### TASK INSTRUCTIONS
Copy out word for word the part of the records below that opens with the line containing "Practice. Locate the cloud" and closes with the line containing "[(585, 29), (230, 6)]", including both of those lines and nothing else.
___ INFORMATION GIVEN ___
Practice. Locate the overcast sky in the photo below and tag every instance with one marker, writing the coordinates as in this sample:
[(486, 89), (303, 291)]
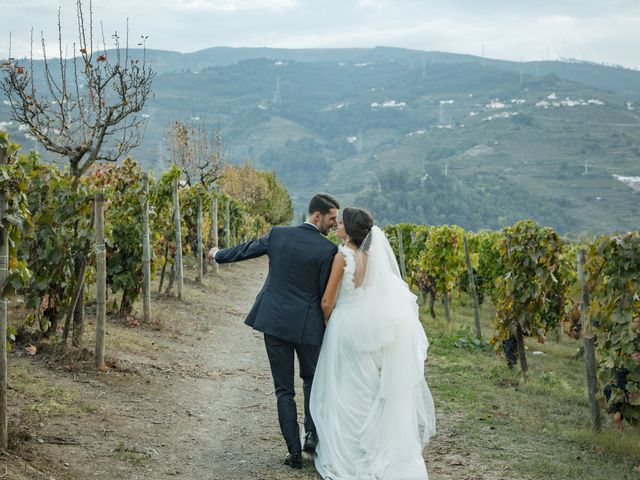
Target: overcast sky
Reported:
[(597, 30)]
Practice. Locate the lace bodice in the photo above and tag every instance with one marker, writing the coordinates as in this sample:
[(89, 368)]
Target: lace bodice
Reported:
[(347, 287)]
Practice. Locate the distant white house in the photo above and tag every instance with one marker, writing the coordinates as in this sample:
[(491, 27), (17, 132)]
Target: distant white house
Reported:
[(633, 182)]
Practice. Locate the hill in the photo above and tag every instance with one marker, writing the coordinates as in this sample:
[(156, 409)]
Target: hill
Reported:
[(417, 136)]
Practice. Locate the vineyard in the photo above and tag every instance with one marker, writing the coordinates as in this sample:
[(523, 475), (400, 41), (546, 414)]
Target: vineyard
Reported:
[(541, 287), (135, 232), (100, 238)]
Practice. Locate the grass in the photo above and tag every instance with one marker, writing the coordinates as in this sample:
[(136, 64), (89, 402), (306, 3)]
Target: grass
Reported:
[(538, 428)]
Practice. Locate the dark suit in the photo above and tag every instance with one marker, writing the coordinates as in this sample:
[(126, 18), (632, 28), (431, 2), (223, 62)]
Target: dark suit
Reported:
[(287, 310)]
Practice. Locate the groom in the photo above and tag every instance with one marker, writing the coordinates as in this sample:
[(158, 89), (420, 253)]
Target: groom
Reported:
[(287, 309)]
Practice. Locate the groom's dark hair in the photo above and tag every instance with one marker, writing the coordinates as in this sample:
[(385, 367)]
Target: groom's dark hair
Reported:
[(323, 203)]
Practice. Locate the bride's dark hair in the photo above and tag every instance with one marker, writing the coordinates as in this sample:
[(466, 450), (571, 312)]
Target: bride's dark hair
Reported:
[(357, 223)]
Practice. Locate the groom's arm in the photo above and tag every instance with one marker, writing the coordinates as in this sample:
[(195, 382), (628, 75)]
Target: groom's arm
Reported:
[(244, 251)]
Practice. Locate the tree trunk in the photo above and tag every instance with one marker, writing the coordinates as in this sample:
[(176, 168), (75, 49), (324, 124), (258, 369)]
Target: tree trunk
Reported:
[(524, 367), (227, 224), (146, 253), (403, 268), (172, 277), (447, 307), (432, 304), (164, 265), (78, 311), (472, 287), (178, 232), (199, 248), (589, 349), (214, 229), (101, 282), (4, 273)]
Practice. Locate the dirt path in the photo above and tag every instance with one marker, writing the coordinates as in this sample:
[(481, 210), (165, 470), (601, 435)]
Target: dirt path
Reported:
[(190, 400)]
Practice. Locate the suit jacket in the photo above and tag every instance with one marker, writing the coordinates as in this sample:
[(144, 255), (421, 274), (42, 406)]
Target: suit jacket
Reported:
[(288, 306)]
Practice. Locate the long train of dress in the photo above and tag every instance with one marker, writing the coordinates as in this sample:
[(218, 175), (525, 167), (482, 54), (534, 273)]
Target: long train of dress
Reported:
[(370, 403)]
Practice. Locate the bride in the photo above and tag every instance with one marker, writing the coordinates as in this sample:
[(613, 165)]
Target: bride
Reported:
[(371, 405)]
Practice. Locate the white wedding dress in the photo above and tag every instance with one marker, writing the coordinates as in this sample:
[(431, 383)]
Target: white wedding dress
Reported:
[(370, 403)]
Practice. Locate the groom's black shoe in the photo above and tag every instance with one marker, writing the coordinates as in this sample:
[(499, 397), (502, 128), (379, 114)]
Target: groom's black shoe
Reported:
[(310, 442), (294, 460)]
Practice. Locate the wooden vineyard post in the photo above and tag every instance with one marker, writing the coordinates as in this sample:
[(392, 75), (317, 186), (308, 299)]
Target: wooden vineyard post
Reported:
[(589, 348), (522, 354), (4, 272), (146, 252), (101, 281), (214, 229), (472, 286), (227, 224), (199, 240), (403, 267), (178, 231), (447, 307)]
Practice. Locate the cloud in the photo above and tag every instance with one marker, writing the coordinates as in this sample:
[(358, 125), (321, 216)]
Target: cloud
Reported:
[(585, 29), (230, 6)]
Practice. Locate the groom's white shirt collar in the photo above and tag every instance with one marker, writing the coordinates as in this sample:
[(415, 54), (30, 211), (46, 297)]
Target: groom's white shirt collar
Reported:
[(309, 223)]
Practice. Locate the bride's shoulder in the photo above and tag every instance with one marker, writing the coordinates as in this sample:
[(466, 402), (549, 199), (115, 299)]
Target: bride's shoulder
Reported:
[(349, 258)]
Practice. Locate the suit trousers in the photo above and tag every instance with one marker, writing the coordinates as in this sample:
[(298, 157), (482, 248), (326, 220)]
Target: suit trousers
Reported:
[(281, 360)]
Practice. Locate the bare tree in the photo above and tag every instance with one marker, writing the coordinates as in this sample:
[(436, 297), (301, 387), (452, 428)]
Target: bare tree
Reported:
[(88, 111)]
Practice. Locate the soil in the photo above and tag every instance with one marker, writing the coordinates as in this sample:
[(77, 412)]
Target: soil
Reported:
[(188, 397)]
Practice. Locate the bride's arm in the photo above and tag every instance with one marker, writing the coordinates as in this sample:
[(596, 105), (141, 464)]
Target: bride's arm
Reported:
[(331, 292)]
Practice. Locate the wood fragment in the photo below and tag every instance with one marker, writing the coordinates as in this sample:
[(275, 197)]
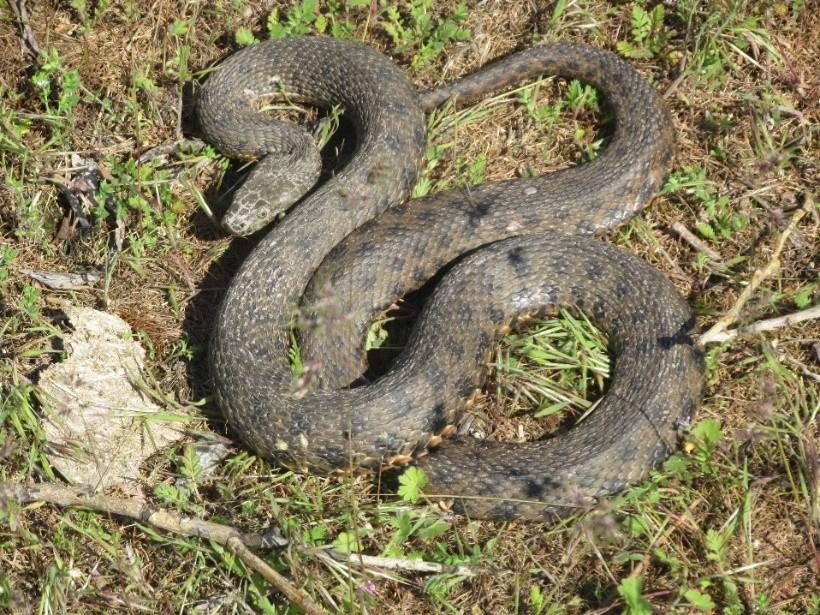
___
### THE SOLUTION
Practice. Locate the cloud in the photo above and tag every instance with one marker, writing the coordinates as in this sample:
[(358, 125), (321, 216)]
Target: cloud
Reported:
[(585, 29), (230, 6)]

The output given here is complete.